● GIVEN DATA:
⁂
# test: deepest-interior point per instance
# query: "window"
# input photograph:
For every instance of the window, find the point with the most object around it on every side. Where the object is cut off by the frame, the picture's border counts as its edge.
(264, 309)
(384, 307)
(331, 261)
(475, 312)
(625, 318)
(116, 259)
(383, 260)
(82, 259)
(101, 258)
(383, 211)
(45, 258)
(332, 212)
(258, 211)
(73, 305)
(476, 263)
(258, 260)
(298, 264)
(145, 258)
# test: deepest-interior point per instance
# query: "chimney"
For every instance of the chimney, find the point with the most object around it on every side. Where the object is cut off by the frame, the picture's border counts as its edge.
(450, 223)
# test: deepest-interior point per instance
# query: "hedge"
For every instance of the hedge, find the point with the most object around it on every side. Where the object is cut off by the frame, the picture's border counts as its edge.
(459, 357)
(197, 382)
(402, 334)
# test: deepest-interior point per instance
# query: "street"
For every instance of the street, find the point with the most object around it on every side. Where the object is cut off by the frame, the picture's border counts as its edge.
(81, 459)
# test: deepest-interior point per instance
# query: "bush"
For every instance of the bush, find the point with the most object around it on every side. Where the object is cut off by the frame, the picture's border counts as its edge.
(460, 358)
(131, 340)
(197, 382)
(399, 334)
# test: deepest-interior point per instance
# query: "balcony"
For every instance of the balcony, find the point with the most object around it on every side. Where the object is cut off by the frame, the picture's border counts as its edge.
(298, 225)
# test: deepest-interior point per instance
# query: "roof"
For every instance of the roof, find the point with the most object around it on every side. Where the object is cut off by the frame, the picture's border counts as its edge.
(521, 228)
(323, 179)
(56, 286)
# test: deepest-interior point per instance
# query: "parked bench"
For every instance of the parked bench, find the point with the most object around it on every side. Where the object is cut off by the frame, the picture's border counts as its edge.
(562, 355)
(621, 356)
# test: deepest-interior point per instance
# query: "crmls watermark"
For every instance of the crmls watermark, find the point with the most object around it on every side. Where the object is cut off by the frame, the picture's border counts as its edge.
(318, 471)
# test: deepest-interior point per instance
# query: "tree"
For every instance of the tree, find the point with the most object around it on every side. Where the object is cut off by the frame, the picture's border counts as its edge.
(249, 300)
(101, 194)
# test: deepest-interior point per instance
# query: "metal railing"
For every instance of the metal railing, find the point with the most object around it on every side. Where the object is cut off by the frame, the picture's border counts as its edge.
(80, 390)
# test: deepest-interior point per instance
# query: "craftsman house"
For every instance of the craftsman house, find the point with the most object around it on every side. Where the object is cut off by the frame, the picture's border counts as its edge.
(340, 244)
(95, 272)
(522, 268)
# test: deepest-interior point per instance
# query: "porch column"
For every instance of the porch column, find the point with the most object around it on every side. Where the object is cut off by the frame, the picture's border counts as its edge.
⁂
● INSTRUCTIONS TO FOLLOW:
Within the records above, determine how many lines contain the word "porch". Respond with that number and no other text.

● RESULT FOR THIS EXERCISE:
2